**TRY IT**
Where a line of the entries holds the string "pole", copy that line.

**SOURCE INFORMATION**
Segment Open

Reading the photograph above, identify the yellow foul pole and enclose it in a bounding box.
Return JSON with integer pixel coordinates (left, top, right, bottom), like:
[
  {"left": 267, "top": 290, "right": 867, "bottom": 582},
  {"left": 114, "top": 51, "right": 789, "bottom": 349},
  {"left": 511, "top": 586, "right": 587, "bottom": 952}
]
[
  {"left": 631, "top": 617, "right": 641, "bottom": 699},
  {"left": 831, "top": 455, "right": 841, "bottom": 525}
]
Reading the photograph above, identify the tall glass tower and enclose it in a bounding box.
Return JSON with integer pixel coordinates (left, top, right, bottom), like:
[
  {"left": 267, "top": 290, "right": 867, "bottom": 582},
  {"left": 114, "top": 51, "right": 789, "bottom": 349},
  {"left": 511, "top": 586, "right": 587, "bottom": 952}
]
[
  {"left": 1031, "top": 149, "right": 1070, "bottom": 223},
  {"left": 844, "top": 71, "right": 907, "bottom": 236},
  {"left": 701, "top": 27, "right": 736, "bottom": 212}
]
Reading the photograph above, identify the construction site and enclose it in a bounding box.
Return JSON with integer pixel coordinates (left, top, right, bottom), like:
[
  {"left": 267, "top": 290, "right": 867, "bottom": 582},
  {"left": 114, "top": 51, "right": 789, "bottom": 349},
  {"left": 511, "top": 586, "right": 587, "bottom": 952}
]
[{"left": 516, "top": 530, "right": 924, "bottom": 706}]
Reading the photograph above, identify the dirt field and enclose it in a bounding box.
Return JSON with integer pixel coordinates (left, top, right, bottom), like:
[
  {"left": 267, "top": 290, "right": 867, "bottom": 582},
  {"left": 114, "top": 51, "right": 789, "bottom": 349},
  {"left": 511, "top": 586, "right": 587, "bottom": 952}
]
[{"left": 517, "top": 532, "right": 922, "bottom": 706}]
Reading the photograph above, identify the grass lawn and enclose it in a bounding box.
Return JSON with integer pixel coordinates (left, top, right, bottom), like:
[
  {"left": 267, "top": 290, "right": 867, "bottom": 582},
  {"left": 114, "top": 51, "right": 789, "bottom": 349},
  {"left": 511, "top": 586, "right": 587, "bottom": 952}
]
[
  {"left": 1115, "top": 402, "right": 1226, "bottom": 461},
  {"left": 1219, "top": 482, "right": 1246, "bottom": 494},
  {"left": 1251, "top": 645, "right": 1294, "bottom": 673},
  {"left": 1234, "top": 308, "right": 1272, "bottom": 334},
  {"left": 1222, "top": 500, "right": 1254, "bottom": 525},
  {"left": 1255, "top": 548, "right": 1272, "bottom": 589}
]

Segment Closed
Segment Open

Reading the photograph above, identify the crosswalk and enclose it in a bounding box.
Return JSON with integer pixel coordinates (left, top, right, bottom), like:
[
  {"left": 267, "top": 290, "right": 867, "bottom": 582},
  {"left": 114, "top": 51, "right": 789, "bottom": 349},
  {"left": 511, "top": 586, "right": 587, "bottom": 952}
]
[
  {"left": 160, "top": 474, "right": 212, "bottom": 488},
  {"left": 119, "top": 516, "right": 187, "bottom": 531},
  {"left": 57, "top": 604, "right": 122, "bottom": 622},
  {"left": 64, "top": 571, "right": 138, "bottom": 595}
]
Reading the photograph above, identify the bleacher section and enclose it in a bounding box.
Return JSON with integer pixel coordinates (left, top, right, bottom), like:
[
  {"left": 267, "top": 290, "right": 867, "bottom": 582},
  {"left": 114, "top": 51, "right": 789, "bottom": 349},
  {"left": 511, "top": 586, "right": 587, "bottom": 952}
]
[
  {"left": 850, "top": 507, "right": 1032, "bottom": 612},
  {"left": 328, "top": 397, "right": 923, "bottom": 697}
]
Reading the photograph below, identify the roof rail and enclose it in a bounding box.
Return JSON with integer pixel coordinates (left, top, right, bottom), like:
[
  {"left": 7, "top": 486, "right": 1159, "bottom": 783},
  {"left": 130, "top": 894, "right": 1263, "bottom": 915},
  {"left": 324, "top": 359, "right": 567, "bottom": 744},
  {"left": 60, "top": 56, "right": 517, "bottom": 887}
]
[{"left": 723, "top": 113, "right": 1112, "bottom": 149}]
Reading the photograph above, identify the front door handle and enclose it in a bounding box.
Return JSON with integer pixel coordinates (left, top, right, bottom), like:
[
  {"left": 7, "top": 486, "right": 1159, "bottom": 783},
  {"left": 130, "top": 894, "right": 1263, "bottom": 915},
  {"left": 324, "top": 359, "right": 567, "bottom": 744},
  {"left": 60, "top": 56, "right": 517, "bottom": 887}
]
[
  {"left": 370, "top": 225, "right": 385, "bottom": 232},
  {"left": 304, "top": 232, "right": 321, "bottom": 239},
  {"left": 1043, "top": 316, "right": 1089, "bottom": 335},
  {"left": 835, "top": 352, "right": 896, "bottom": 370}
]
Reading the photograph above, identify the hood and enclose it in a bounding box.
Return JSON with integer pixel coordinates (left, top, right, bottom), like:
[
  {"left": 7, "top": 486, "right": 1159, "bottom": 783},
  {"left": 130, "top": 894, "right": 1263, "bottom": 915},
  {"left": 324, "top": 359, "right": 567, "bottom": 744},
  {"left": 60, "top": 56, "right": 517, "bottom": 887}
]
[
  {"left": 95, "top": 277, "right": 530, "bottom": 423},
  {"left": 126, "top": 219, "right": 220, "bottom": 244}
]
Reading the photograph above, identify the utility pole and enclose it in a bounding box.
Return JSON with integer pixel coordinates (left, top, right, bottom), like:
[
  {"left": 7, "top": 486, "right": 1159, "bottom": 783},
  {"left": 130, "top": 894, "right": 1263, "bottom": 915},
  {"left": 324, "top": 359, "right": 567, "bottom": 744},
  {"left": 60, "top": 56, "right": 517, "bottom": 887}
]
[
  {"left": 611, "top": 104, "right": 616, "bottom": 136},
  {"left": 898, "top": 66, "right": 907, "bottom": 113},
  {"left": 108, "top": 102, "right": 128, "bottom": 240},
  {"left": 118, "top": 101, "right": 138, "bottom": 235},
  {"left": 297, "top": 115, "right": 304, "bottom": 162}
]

Segment Closed

**YOUR RESPONSE**
Reading the photograph above, identify the yellow foul pole and enclose it in a bounding box.
Reading the photograph above, identify the utility pole and enclose it in a bounding box.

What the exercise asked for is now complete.